Collected data entries

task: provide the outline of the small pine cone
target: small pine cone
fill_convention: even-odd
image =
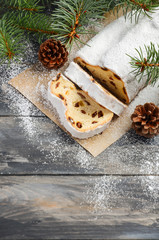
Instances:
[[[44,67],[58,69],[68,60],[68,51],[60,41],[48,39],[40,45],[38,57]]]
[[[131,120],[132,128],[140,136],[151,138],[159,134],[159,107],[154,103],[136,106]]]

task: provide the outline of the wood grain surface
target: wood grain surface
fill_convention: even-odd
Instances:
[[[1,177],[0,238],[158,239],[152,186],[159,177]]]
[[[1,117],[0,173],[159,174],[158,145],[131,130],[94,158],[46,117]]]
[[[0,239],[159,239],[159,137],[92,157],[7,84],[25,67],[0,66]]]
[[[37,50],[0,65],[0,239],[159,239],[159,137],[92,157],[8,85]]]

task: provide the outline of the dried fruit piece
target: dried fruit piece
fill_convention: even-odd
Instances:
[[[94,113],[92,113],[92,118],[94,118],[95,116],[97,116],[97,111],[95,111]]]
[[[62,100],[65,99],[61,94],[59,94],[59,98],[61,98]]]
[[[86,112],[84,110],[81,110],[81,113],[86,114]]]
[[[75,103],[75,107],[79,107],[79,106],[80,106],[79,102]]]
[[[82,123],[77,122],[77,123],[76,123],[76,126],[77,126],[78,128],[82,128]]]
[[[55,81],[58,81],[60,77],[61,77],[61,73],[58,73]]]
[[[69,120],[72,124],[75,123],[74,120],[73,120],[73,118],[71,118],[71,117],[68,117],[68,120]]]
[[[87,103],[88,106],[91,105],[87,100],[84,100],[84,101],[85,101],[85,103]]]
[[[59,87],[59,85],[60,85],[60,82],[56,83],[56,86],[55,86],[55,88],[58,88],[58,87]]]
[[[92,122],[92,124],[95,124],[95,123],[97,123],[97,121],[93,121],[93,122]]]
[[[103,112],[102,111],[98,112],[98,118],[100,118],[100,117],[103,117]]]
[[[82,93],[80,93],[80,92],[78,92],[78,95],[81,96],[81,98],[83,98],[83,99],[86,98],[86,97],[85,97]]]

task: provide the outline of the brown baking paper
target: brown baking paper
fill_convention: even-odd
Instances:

==

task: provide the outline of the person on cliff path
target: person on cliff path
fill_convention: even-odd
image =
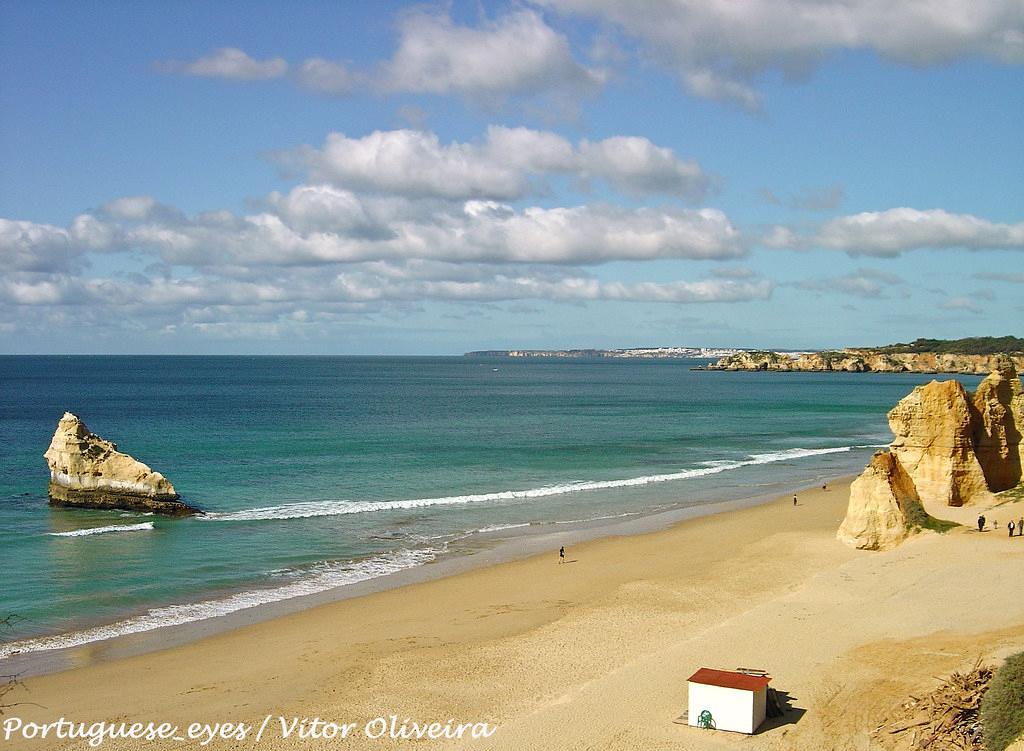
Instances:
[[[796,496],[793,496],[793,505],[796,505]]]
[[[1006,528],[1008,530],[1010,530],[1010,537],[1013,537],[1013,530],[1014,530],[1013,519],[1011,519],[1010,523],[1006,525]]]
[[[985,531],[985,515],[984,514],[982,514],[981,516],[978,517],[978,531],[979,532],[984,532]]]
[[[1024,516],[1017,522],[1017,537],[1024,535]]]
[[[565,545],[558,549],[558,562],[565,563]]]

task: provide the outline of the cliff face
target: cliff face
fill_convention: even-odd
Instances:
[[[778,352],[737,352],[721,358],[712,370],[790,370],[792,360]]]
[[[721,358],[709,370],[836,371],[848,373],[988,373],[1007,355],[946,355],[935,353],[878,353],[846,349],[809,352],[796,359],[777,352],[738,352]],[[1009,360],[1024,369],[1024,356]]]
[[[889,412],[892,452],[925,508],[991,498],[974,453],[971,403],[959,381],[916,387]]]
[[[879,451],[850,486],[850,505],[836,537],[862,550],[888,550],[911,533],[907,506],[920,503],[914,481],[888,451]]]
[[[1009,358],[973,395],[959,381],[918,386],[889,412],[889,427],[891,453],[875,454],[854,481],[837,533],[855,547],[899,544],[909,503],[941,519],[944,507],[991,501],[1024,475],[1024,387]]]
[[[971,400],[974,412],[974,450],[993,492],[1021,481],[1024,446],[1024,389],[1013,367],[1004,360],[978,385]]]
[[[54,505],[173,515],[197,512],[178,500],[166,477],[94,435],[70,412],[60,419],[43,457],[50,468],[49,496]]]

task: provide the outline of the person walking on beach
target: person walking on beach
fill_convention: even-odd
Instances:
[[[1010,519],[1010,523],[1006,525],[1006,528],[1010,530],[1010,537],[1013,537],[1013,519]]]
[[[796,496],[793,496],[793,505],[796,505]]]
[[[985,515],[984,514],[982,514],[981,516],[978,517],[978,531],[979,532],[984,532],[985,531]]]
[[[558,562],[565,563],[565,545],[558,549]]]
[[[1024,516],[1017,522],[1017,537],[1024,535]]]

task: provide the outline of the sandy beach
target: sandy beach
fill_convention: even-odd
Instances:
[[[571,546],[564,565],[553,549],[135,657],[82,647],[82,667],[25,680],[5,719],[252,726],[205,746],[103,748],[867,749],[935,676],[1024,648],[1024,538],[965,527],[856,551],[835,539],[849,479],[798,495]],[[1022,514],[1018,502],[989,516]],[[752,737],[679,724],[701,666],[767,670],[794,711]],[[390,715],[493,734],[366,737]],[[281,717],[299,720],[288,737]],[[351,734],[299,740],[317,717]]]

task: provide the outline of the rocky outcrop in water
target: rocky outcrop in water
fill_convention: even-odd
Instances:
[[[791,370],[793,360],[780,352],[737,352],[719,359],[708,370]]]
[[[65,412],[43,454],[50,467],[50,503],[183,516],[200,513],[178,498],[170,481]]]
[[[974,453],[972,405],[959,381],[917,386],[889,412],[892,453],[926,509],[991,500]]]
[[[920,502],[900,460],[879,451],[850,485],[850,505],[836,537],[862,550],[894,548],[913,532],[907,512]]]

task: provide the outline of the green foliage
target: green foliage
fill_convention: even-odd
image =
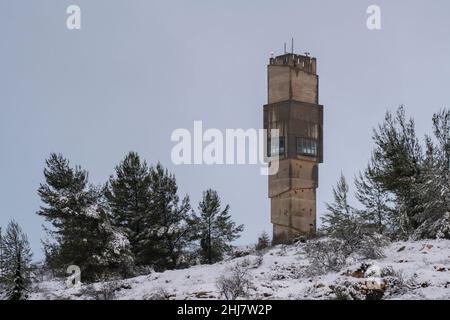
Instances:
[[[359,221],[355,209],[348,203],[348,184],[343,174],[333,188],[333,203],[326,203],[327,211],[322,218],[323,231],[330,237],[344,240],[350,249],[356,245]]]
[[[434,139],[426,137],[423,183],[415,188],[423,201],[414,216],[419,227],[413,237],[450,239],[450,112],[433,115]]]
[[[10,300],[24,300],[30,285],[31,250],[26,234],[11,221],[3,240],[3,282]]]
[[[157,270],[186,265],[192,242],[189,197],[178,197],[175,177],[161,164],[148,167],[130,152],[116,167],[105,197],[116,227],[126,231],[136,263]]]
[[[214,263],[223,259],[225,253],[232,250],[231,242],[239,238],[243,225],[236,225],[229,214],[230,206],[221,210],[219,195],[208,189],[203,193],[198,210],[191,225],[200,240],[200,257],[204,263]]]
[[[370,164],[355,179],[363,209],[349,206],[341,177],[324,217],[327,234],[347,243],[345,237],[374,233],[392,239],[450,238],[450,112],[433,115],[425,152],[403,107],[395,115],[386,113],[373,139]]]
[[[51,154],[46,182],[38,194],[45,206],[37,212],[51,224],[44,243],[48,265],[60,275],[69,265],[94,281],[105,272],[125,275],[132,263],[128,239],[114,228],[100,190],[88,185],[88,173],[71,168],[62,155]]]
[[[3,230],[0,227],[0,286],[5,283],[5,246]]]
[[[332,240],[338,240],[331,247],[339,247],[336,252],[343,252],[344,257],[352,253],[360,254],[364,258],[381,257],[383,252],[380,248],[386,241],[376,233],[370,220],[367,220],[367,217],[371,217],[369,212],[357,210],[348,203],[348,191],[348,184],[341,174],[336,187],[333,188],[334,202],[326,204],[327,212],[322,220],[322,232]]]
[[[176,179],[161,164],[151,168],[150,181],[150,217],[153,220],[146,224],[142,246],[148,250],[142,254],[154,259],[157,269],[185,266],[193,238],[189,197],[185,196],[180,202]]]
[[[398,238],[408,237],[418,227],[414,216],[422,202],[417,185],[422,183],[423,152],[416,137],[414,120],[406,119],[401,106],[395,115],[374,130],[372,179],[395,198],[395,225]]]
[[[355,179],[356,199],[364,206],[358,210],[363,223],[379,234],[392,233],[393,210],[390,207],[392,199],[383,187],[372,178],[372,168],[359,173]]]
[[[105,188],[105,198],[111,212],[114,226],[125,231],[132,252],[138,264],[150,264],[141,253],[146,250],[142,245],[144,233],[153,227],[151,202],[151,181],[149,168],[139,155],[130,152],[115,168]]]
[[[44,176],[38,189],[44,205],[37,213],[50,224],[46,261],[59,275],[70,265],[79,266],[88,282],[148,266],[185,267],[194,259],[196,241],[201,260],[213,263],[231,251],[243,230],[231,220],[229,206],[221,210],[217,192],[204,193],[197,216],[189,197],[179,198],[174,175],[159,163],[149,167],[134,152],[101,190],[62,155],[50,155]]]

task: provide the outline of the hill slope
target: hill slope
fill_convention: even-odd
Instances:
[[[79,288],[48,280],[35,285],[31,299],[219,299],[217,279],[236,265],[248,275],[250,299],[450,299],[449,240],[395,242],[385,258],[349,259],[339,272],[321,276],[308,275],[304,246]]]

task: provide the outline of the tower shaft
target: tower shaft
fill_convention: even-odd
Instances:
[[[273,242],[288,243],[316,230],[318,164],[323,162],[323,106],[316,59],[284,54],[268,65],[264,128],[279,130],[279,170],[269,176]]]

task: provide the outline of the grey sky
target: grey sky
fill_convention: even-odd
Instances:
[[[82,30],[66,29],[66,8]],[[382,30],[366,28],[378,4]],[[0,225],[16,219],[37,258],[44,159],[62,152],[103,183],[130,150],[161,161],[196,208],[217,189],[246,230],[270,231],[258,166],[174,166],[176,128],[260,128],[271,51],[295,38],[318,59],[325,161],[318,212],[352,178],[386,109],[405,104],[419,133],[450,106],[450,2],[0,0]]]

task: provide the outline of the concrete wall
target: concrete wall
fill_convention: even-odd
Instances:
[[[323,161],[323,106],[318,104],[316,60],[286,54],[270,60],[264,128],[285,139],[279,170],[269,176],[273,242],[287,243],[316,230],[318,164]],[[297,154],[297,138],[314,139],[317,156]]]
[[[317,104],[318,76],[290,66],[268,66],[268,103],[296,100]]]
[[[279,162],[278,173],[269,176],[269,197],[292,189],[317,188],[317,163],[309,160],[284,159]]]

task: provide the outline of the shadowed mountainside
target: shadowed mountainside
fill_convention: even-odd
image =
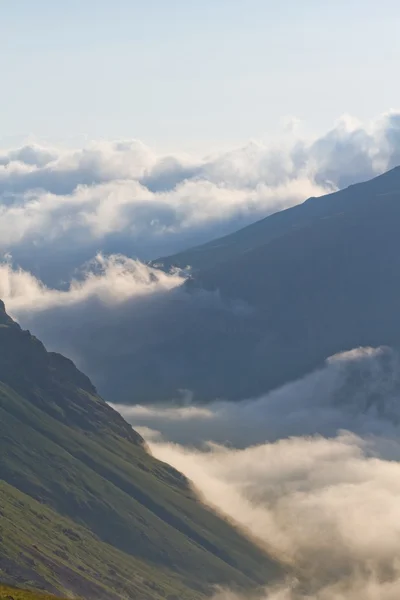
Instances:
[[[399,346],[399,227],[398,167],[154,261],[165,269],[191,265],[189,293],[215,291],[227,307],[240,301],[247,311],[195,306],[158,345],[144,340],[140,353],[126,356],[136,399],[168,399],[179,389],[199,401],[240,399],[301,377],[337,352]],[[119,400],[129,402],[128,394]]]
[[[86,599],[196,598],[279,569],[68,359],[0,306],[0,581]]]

◆ Aim of the exercise
Select all lines with the word "baking" from the entries above.

◆ Task answer
task: provide the outline of the brown baking paper
target: brown baking paper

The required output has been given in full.